PAGE TEXT:
# # #

It’s always good to recognize a false dichotomy. Endorsing a demand for truth – also good. I take issue with his conclusion, however. I think supernatural beliefs can serve their emotional purpose whether or not they stand up to skeptical scrutiny. “Proof” is, by definition, irrelevant to faith, which is belief without proof.
The statement gets to the core of what I think is (at least one of) the problem with Chopra. He wants to be able to prove, or at least logically demonstrate, that his particular faith is truth. This is a common state, but ultimately it is folly. Either you follow logic, reason, and evidence to whatever conclusion it reaches, or you don’t. Faith begins with the conclusion. This is not a false dichotomy but a genuine stark difference in approach.
In other words, if you are starting with a faith-based conclusion, don’t bother with logic and evidence. It will almost certainly not lead you where you want, and you will just end up distorting logic and evidence for your own ends. Chopra is evidence of this. Likewise, if you follow logic and evidence, then you have to let go of any preconceived conclusion. The only other option is to compartmentalize the two – exempt your faith from logic and evidence, but also do not let it interfere with conclusions based upon logic and evidence.
But what does Chopra have to say about atheism, which he continues to conflate with “skepticism?”
I consider skepticism a way station on the way to a higher, more fulfilling kind of spirituality.
But what if you are skeptical of spirituality? Skepticism cannot be a method of arriving at a desired faith-based conclusion (in Chopra’s case, his particular brand of spirituality). Because our minds are so often chock full of culture, superstition, error, bias, and false beliefs what is overwhelmingly likely to happen is that true skepticism will be a method of systematically destroying all of your current beliefs, or at least significantly modifying them. Skepticism takes courage. You have to let go of anything you find comforting and leap into the darkness. You don’t know what you will find there, except that it will be the closest you will get to reality.
As an aside, that is what I loved about the movie, The Truman Show. By the end he realizes he has been living in an elaborate fiction. In this fiction he is the star, the most important person in the universe, and the world is constructed just for him. In this world he is protected and his life is literally scripted. But at the end he is given a choice. He could step out into unknown reality, or persist in his comforting fiction – and he takes that courageous leap.
Chopra goes on:
What’s not rewarding is to base your belief or unbelief on secondhand opinion. Being a knee-jerk skeptic is as limiting as being a knee-jerk fundamentalist. In both cases, the mind is being conditioned by others.
This is true but the implication is a straw man. Sure, basing a belief on a reaction to others or to society is not a good idea. It is letting others dictate your beliefs. But why does he think that atheists are doing this as a general rule? Who are these knee-jerk skeptics of which he speaks?

# # #

TASKS AND EXERCISES:
1. In the essay on Chopra and skepticism, which movie does the writer bring up as an aside?
2. According to the essay on Chopra and skepticism, what are our minds so often chock full of? List every item it names.
3. Retype the passage from the essay on Chopra and skepticism, starting with "It’s always good" and going on through "belief without proof.".

SOURCE EXCERPT:
# # #

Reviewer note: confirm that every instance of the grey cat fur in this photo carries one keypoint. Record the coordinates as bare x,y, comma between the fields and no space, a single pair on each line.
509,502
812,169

# # #

THE RESPONSES:
1. The Truman Show

2. culture, superstition, error, bias, false beliefs

3.
It’s always good to recognize a false dichotomy. Endorsing a demand for truth – also good. I take issue with his conclusion, however. I think supernatural beliefs can serve their emotional purpose whether or not they stand up to skeptical scrutiny. “Proof” is, by definition, irrelevant to faith, which is belief without proof.